WORK REQUIRED
Starting at the line that contains "In this picture, where can the waterfall" and ending at the last line of the data below, reproduce those lines with "cascading water" swapped for "falling water" and everything else left unchanged.

INPUT RECORDS
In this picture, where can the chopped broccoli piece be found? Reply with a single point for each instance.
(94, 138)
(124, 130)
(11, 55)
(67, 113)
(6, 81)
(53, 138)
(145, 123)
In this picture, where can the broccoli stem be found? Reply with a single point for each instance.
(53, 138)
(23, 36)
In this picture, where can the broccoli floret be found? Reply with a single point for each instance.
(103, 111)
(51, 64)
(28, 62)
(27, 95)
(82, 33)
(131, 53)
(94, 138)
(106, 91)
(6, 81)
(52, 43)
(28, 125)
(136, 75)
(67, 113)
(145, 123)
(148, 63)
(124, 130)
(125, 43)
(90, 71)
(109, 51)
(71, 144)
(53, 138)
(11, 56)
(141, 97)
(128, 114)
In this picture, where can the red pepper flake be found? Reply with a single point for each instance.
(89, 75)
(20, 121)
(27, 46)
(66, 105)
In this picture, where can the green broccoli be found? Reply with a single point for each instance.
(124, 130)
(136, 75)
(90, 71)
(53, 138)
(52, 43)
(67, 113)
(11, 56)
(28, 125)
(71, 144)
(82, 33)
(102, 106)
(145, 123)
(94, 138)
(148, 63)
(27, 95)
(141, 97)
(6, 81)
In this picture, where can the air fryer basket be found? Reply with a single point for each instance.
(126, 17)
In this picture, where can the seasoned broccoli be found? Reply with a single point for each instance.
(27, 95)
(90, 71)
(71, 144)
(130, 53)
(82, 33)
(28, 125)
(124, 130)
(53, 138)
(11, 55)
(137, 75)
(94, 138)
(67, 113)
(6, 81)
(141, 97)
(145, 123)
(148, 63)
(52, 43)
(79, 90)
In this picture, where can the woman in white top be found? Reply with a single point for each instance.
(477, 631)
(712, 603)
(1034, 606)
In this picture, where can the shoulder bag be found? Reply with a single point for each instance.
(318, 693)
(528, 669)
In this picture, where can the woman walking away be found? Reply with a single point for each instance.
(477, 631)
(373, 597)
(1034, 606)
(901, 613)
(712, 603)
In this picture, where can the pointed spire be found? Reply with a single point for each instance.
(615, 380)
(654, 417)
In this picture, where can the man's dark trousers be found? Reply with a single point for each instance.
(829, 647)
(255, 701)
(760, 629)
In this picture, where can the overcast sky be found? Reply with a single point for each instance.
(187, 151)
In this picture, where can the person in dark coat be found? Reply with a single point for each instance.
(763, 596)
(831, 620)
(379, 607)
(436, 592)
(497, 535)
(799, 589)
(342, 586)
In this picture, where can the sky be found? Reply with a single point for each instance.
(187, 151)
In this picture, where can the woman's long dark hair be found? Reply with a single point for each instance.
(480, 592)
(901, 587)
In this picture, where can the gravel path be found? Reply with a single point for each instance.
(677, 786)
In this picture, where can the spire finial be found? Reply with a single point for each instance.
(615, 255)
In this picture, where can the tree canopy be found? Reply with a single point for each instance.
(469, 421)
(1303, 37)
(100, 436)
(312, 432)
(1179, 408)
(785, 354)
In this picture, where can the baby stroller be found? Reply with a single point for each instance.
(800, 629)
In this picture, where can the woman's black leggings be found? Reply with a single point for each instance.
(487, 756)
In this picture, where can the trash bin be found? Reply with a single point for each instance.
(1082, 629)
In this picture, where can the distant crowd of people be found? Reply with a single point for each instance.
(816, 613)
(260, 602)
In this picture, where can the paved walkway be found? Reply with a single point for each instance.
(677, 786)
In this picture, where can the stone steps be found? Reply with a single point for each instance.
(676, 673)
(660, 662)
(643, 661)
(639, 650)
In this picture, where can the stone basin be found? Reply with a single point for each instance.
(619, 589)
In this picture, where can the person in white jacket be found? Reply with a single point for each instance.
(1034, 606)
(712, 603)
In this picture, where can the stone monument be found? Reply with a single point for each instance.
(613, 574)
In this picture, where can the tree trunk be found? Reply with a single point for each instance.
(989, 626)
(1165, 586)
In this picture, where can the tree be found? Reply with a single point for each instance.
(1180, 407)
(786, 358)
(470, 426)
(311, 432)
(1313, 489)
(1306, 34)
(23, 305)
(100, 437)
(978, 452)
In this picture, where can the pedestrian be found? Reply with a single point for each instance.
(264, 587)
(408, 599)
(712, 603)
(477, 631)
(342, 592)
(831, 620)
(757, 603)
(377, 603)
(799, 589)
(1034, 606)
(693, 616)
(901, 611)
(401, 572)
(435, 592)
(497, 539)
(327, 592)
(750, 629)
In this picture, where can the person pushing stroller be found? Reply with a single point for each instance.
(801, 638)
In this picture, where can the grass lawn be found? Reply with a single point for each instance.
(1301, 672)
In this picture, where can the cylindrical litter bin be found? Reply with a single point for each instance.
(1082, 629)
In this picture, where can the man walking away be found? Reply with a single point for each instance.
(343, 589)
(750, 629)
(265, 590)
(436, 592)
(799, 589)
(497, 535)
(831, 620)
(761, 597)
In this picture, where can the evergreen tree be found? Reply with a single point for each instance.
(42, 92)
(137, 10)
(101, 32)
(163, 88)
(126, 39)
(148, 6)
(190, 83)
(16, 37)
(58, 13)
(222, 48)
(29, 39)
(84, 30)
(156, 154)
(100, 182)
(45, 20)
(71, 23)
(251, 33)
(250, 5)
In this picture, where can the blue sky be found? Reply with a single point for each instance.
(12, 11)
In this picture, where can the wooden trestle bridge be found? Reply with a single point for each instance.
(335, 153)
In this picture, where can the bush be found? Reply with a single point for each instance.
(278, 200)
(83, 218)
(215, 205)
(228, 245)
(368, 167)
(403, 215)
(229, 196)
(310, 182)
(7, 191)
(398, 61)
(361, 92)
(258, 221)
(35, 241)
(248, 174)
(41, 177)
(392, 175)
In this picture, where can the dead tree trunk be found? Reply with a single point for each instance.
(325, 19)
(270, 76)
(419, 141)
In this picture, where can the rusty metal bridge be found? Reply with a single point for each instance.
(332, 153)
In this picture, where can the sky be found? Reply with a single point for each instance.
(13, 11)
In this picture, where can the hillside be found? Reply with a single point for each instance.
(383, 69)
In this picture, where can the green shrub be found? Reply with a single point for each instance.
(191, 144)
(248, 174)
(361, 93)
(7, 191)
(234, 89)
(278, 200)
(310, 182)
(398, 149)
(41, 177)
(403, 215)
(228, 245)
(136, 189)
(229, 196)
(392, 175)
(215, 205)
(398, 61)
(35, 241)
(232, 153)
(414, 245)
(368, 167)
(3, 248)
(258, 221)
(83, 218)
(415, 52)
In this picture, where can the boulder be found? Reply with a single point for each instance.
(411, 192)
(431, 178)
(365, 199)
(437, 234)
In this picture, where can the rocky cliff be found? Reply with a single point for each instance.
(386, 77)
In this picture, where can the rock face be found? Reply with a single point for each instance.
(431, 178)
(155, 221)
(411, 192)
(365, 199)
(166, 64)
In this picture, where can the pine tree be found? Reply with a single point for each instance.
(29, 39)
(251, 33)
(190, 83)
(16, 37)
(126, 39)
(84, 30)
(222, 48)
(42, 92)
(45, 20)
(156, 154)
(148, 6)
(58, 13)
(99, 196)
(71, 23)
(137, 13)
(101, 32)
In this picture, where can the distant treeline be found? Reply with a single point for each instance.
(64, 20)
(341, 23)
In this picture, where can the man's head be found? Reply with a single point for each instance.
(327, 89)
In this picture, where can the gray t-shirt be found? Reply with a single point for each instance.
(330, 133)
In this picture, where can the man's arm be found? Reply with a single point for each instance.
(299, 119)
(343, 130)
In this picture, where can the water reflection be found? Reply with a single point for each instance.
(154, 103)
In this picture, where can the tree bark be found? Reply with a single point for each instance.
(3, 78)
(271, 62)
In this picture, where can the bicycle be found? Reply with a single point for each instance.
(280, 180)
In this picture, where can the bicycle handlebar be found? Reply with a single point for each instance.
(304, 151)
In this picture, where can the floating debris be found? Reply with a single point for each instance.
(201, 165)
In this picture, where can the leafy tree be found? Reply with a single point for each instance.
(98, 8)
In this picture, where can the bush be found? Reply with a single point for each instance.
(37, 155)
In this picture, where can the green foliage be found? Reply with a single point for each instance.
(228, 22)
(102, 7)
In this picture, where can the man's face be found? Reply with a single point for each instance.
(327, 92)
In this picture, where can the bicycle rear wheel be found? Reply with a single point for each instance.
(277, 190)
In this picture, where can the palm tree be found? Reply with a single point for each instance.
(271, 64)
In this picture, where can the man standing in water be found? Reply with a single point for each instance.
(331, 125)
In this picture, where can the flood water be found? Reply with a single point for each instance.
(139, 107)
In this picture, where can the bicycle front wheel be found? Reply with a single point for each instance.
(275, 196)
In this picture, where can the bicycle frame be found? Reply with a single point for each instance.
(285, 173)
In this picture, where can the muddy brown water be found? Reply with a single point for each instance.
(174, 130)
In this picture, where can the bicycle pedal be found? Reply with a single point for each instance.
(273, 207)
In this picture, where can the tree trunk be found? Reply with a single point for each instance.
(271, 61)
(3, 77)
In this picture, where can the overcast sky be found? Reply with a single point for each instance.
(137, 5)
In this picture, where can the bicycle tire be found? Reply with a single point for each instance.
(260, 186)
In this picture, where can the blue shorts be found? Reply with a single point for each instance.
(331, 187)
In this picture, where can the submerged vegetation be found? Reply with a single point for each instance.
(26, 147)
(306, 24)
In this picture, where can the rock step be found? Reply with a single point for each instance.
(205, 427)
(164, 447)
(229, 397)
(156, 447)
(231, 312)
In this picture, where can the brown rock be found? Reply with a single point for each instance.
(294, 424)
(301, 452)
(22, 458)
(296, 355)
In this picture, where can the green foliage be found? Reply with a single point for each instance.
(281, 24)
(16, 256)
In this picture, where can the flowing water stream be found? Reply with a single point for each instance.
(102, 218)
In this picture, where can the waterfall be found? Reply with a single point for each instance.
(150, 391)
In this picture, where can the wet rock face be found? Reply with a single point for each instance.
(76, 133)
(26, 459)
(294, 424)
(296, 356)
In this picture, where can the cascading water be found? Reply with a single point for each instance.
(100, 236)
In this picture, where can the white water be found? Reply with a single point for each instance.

COMPLETED TASK
In this picture, where can the waterfall be found? Reply with a single point for each instance.
(150, 391)
In this picture, where can the wet rock face be found? Reply with a single point for each instance.
(76, 133)
(26, 459)
(294, 424)
(296, 356)
In this picture, where can the falling water be found? Reply with a single point for each instance.
(100, 236)
In this picture, where can the white water be found? Reply with a single point for each instance.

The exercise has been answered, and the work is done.